EXERCISE TEXT –

━━━━━━━━

[Insight-users] PCAShapeModelEstimator -- seems way too slow?

Sat May 15 00:17:30 EDT 2004

Sayan,

I am most familiar with how PCA works and the particular strategies 
used to speed the calculations, both in general and within ITK 
specifically. Moreover, I understand that a data set such as mine does 
defeat the ITK optimization, as I mentioned earlier.

>> (Though I do realize that a dataset such as mine with more images 
>> than pixels per image does defeat some of the optimizations rolled 
>> in...)

Nevertheless, calculating the inner product A'A (a ~1000x1000 matrix) 
and its eigenvectors *SHOULD* take a minute at most. To verify this, I 
performed the same calculations in ITK on my machine, matlab on a 450 
Mhz sparcII, and on numerical python on my machine.

ITK takes about 10-15 minutes to compute the PCA decomposition for 1100 
images of 300 px each. Now my test results:

First: Matlab calculates eig(A'*A) in about 30 sec, even when A is 300 
x 1100. This is the "particularly slow way" of getting the results, as 
I mentioned earlier. So there is a true and significant difference 
between Matlab and the ITK/VNL code, *regardless* of the fact that my 
data set is a strange shape.

Second: For a better comparison than matlab running on another machine, 
I ran some numeric python code to compute the eigenvectors of A'A on my 
personal machine. This calls BLAS and LAPACK, and even for the 300x1000 
case, the calculation completes within a minute. So, again, the ITK PCA 
routine is seeing a profound slowdown somewhere.

Conclusion: There is some slowdown somewhere, either in how I compiled 
the code, or in how I call the code, or in how the code is implemented, 
that is independent of the fact that I'm passing in suboptimal data. 
Perhaps the slowness isn't in the actual VNL linear algebra code, but 
in the wrappers that pack the matrices. I'll try to profile the whole 
run and look.

━━━━━━━━

DATA EXTRACTS –
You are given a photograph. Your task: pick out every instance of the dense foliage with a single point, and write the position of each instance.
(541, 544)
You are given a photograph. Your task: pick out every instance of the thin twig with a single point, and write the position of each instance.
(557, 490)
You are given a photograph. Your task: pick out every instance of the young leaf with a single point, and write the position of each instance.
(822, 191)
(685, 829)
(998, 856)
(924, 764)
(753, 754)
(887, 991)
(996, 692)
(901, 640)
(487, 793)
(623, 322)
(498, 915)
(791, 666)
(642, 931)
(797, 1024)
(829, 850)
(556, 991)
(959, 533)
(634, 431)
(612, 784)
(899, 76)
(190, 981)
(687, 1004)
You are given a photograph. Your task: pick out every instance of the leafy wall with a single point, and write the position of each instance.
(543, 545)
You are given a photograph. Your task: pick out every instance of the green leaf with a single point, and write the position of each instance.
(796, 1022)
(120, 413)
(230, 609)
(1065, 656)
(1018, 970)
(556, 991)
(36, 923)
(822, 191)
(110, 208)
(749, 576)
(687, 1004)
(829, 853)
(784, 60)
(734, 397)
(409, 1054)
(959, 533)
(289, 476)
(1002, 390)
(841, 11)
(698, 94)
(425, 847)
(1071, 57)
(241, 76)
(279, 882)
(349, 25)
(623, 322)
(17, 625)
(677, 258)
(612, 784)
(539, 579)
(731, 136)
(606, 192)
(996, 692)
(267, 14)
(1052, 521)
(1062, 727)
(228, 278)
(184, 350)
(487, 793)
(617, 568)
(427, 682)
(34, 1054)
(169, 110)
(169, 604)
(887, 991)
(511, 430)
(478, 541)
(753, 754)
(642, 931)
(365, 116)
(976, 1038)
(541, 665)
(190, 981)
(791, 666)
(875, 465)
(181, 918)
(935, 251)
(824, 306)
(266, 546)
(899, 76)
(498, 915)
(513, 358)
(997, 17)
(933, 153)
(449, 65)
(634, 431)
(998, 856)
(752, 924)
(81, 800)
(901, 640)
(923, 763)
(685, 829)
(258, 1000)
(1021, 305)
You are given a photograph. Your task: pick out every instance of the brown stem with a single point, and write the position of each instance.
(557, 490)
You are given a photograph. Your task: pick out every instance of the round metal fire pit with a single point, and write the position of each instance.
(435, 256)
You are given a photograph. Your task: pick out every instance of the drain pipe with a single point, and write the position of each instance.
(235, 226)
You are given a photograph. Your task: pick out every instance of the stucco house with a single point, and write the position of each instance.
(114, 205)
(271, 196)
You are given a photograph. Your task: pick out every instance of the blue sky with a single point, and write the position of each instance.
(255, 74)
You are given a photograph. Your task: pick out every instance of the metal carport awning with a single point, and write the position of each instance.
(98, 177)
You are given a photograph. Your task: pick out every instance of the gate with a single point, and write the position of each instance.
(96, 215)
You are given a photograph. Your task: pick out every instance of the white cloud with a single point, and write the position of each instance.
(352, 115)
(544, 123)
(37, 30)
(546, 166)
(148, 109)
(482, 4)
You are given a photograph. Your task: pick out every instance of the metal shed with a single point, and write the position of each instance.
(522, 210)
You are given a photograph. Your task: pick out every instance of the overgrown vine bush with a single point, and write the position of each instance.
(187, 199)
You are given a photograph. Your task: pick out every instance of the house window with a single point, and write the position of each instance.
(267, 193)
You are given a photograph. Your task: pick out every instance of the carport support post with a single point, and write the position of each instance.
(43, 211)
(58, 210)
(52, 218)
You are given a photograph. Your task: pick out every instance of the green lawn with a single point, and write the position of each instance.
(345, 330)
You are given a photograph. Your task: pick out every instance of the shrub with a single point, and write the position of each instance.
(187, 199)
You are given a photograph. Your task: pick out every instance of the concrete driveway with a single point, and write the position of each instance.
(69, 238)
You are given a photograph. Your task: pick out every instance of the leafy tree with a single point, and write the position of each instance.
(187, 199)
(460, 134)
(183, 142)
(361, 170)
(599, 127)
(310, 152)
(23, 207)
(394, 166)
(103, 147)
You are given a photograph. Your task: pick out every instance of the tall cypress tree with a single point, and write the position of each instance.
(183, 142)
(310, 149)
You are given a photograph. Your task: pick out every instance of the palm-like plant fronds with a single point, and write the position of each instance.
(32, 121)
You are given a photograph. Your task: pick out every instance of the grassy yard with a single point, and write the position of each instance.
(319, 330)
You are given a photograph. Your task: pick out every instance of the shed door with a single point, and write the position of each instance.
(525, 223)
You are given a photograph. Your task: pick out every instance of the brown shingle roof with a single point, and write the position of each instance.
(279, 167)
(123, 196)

━━━━━━━━

QUESTIONS TO ANSWER –
(A) Using the PCAShapeModelEstimator post, decide whether each statement agrees with it: (i) Matlab computed eig(A'*A) in about 30 seconds for a 300 x 1100 matrix; (ii) the numeric python test was run on a 450 Mhz sparcII; (iii) ITK needs about an hour for the PCA decomposition of 1100 images. Answer yes or no for each and quote the words that settle it.
(B) Render this sentence from the PCAShapeModelEstimator post in Spanish: "Perhaps the slowness isn't in the actual VNL linear algebra code, but in the wrappers that pack the matrices."
(C) Write the next part of the PCAShapeModelEstimator post, picking up after its final sentence.
The records come from a separate source and are unrelated to the PCAShapeModelEstimator post.

EXPECTED OUTPUTS –
(A)
(i) Yes: "Matlab calculates eig(A'*A) in about 30 sec, even when A is 300 x 1100."
(ii) No: "I ran some numeric python code to compute the eigenvectors of A'A on my personal machine."
(iii) No: "ITK takes about 10-15 minutes to compute the PCA decomposition for 1100 images of 300 px each."

(B) Quizás la lentitud no esté en el código de álgebra lineal de VNL propiamente dicho, sino en los envoltorios que empaquetan las matrices.

(C)
Zach

Department of Biochemistry and Program in Biomedical Informatics
Stanford University School of Medicine

On May 14, 2004, at 2:19 PM, Sayan Pathak wrote:

> Hi Zach,
> Classically, the PCA can be calculated by identifying the eigen vectors
> corresponding to the k largest eigen values in the covariance matrix
> (generated from the data). Owing to the fact that in image processing, 
> one
> uses images with large number of pixels, the implementation in ITK is 
> bit
> different and the logic behind choosing such an approach is explained 
> in the
> documentation of the itkImagePCAShapeModelEstimator class. Here is an 
> excerpt
> from the class documentation explaining the logic:
>
>
>  * To speed the computation instead of performing the eigen analysis 
> of the
>  * covariance vector A*A' where A is a matrix with p x t, p = number of
>  * pixels or voxels in each images and t = number of training images, 
> we
>  * calculate the eigen vectors of the inner product matrix A'*A. The
> resulting
>  * eigen vectors (E) are then multiplied with the matrix A to get the
>  * principal components. The covariance matrix has a dimension of p x 
> p.
> Since
>  * number of pixels in any image being typically very high the eigen
>  * decomposition becomes computationally expensive. The inner product 
> on the
>  * other hand has the dimension of t x t, where t is typically much 
> smaller
>  * that p. Hence the eigen decomposition (most compute intensive part) 
> is
>  * orders of magnitude faster.
>
> Lets consider a typical data set of 100 images each of the size 256 x 
> 256
> pixels. The A matrix will have a dimension of 256^2 x 100. As per the
> classical approach, the covariance matrix will have a dimension of 
> 256^2 x
> 256^2. Using our approach the inner product matrix dimension reduces 
> to 100 x
> 100. These leads to a huge reduction in both computation and the memory
> requirements.
>
> In your case, the A matrix will have a size of 300 x 1100. The 
> covariance
> matrix will have a dimension of 300 x 300, while the inner product 
> matrix
> dimension will 1100 x 1100. This would explain the large computation 
> time you
> are seeing.
>
> One approach could be to compute the covariance matrix followed by k 
> largest
> eigen vector identification using the existing functions in ITK. 
> Ideally, the
> approach would be to have both the methods implemented and switch 
> between one
> or the other depending on the size of the training set, the two 
> scenarios
> being large images with fewer training sets (use inner product 
> matrix)and
> small images with large number of training sets (use the covariance 
> matrix).
>
> Hope this explanation helps. Thanks,
>
> Sayan
>
>
>
>
>
>> Hello,
>
>> Recently, I've been doing some PCA work, and I noticed that itk's
>> ImagePCAShapeModelEstimator seems to be surprisingly slow.
>
>> I have, for example, 1100 images of size 20x15 -- a pretty modest data
>> set to do PCA on. Matlab (running on a 450 MHz ultrasparc-II) can
>> compute the principal components on such a dataset in a few seconds,
>> even when I intentionally do things in a particularly slow way.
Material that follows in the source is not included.